• TEXT EXCERPT
-*-*-

Thimelby was born in Irnham Hall in Lincolnshire. Her parents were Mary (born Brookesby) and Richard Thimelby. Her ancestors were known for harbouring Catholics hiding from the Protestant authorities. Her father spent a year in the Tower of London around the time of her birth and her mother was brought up by her widowed mother Eleanor Brooksby and her sister Anne Vaux. They harboured many priests including Henry Garnet who was executed in 1605 for his part in the Gunpowder Plot. The families were discriminated against as Catholics and fined regularly. Irrespective of this the Thimbleby's kept a full time priest at the home. Her father wanted to have at least one of his children to follow a religious life and Mary decided that she would like to be a nun.

She and her younger sister, Frances, joined the nuns at St. Monica's Convent in Louvain in Flanders. It was one of seven communities of English nuns who had moved to the continent to avoid the repression of Catholics. Her brother John was then head of the family as their parents and their family priest had all died. Her aunt, Elizabeth Clifford, was already at the convent although had not taken the full vows of a nun. However when her age allowed, Mary became a choir nun in 1635. Her sister had intended to also become a nun but Frances died in 1644 in Liege. The prioress was Margaret Throckmorton whose family assisted the community financially.

She was a notable letter-writer and she was unanimously voted in as the new Prioress after Margaret Throckmorton died on 26 October 1668.

In 1658, after the deaths of her husband and only child, Gertrude Thimelby, her sister in law became a nun at St. Monica's Convent. Sister Gertrude died in 1668.

Thimelby died in Leuven in 1690 after resigning from her leadership role a week before.

-*-*-

• EXTRACTED MATERIAL
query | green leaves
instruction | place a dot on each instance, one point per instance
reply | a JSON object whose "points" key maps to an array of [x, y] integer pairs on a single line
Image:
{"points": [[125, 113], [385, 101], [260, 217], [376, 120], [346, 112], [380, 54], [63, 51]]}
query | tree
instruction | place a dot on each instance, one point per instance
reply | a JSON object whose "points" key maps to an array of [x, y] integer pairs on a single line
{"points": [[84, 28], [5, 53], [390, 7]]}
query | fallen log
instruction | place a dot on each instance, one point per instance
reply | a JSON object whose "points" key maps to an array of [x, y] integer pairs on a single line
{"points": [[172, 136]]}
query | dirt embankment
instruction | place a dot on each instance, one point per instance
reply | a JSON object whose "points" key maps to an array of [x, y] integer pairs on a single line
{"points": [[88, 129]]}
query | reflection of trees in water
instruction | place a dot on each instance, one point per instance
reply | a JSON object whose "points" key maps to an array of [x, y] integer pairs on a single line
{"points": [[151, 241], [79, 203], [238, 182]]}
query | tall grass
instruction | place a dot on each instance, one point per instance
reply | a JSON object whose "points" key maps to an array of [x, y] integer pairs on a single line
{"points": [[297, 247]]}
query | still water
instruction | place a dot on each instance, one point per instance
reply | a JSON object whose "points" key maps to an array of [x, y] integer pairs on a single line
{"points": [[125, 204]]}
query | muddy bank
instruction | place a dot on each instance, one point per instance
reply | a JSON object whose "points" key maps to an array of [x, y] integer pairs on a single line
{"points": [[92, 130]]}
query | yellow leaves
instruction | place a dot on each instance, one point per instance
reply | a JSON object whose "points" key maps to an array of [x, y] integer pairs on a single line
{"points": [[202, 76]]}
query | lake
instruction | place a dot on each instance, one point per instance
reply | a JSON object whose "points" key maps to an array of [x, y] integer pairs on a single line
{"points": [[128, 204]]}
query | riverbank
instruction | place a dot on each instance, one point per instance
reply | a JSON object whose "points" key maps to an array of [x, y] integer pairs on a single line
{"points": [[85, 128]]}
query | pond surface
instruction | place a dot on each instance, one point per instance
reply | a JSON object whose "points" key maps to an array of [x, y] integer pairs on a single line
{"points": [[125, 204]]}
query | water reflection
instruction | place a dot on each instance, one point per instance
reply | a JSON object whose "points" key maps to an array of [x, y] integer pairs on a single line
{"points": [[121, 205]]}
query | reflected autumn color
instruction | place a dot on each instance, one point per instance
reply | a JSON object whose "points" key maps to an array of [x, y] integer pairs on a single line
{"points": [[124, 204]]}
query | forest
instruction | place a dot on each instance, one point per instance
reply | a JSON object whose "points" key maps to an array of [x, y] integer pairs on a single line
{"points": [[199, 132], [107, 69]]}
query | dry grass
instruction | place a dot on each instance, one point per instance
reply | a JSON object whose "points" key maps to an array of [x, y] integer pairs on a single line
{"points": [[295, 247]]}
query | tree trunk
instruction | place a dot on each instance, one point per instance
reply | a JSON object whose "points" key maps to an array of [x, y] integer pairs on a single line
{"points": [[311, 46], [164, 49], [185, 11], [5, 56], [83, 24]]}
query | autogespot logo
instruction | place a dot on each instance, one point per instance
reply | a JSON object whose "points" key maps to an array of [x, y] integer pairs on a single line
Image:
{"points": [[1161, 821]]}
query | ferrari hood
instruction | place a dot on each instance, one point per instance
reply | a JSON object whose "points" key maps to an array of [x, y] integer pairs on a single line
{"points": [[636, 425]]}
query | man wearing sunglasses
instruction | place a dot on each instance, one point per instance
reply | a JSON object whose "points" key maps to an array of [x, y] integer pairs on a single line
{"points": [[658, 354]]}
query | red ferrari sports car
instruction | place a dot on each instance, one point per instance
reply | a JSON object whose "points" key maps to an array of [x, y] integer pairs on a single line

-*-*-

• EXERCISE DETAILS
Reproduce the part of the Thimelby text above between "She and her" and "26 October 1668.", inclusive.

• SOLUTION FOR THIS TASK
She and her younger sister, Frances, joined the nuns at St. Monica's Convent in Louvain in Flanders. It was one of seven communities of English nuns who had moved to the continent to avoid the repression of Catholics. Her brother John was then head of the family as their parents and their family priest had all died. Her aunt, Elizabeth Clifford, was already at the convent although had not taken the full vows of a nun. However when her age allowed, Mary became a choir nun in 1635. Her sister had intended to also become a nun but Frances died in 1644 in Liege. The prioress was Margaret Throckmorton whose family assisted the community financially.

She was a notable letter-writer and she was unanimously voted in as the new Prioress after Margaret Throckmorton died on 26 October 1668.